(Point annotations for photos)
[start]

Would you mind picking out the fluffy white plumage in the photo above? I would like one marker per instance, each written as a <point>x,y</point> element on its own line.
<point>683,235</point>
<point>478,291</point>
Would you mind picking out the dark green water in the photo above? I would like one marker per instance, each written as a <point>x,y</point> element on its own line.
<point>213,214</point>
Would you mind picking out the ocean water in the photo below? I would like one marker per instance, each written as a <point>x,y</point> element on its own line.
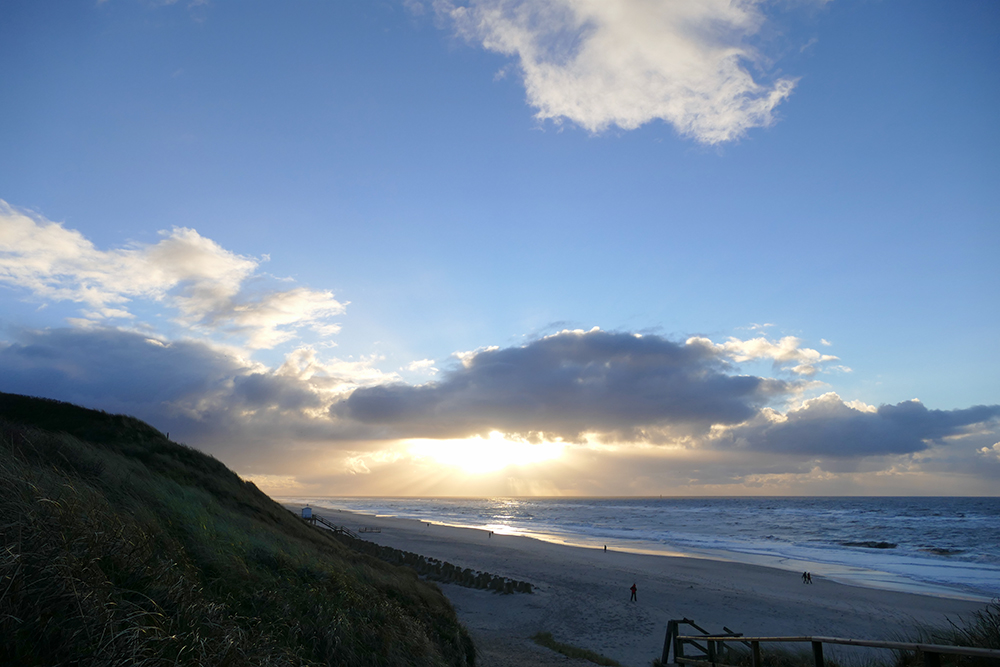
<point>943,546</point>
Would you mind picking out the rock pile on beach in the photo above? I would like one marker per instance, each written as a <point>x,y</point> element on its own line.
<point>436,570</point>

[end]
[start]

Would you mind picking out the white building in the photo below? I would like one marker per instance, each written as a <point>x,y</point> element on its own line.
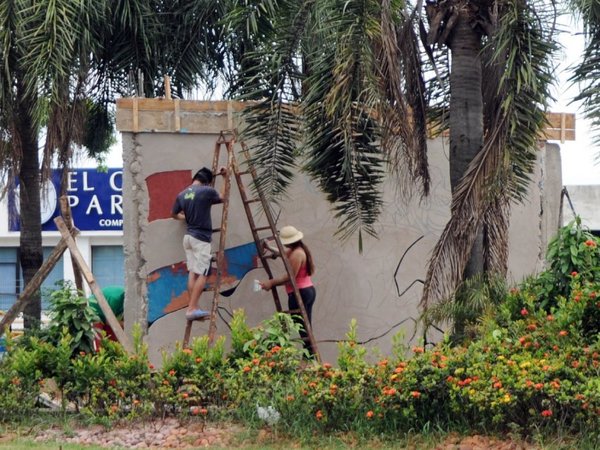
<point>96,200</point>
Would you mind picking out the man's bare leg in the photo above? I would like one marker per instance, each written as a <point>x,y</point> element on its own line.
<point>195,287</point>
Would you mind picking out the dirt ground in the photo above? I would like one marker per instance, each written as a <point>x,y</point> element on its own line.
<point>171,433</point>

[end]

_Stated exercise_
Repeat the lines from the one with "Would you mind picking out the rock" up to and including the one with "<point>436,570</point>", switching "rock pile" to "stone pile" and changing nothing else.

_Task response_
Would you mind picking out the stone pile on beach in the photo above? I would like one marker per instance, each written as a <point>x,y</point> element on its own line.
<point>436,570</point>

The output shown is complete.